*SOURCE EXTRACT*
★ ★ ★

Having grown up with two sisters, it was always my dream to have at least two children so they always had each other (God willing). The twins and I may fight like cat and dog, but we are tighter than ever – you mess with one of us, you’ve messed with all three (sorry for sounding like a 12 year old but it’s true!). I’m so grateful for being blessed with not one, but two of them. We share everything (most things anyway!) – our happiness and our sorrows and they really are like Arjun’s second mummies. As we grow older, the value I place on our sistership increases.

 

Our pregnancy was planned and mentally I’d only geared myself up for all the positive feelings I thought I’d endure when we finally saw a big fat smiley on our pregnancy test! What I didn’t realize was, how consumed with guilt I would eventually be.  

 

Arjun is at the most beautiful and captivating age. His innocence is still present, but his curiosity means he’s become a proper little person. A person that can voice his likes and dislikes, a person that can tell you how he’s feeling most of the time, a person that has oozes love and affection but also has the ability to turn in to a little gizmo in a split second. This phase is undoubtedly my favourite. I have cried on so many occasions at the thought of it disappearing as quick as the last 27 months have. Is it bad that a part of me wishes I could save my whole self to just observe and enjoy him growing up? I spend each and every day with him, but I still find everything he does so fascinating. I never ever get bored.

★ ★ ★

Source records
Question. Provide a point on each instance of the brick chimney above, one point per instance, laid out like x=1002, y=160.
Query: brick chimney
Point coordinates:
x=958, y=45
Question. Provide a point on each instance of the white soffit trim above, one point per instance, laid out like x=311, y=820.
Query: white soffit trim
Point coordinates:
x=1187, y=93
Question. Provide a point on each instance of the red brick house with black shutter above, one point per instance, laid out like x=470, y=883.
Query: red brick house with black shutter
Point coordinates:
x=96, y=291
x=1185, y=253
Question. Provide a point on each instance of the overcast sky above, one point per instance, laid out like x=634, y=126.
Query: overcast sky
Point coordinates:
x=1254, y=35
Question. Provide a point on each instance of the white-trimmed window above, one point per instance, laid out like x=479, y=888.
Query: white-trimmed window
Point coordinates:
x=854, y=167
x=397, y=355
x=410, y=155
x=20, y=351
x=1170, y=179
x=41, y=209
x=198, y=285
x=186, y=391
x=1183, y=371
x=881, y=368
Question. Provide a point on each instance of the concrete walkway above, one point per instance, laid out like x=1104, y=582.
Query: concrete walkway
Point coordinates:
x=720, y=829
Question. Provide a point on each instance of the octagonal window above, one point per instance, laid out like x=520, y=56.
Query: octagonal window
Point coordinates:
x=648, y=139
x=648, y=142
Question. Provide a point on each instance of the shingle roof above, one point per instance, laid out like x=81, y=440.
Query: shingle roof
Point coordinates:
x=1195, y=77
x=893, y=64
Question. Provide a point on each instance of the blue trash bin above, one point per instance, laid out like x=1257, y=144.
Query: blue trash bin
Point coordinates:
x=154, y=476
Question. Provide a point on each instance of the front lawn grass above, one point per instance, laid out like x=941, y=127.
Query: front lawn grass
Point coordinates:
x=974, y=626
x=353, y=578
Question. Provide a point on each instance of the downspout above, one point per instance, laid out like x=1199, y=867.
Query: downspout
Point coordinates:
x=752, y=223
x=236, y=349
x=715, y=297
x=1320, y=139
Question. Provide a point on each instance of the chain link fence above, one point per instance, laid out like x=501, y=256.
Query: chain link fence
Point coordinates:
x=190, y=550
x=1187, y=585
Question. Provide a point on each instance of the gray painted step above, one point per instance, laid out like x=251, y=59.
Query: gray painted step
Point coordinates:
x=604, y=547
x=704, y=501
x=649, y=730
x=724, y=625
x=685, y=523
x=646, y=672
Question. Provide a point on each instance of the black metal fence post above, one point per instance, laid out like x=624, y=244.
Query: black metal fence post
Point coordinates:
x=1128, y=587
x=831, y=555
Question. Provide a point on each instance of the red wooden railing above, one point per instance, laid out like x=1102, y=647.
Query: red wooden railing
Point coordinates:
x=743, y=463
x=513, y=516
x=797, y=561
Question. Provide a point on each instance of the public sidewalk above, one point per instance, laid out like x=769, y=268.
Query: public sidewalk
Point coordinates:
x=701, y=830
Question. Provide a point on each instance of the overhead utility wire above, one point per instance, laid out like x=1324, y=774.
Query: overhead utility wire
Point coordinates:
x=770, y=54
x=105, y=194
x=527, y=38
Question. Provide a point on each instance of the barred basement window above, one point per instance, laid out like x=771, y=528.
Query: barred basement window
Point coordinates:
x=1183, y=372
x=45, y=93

★ ★ ★

*TASK DETAILS*
Translate this sentence from the family blog excerpt into Spanish: "I never ever get bored." The items above are separate material and do not belong to the family blog excerpt.

*ANSWER TO THE TASK*
Nunca jamás me aburro.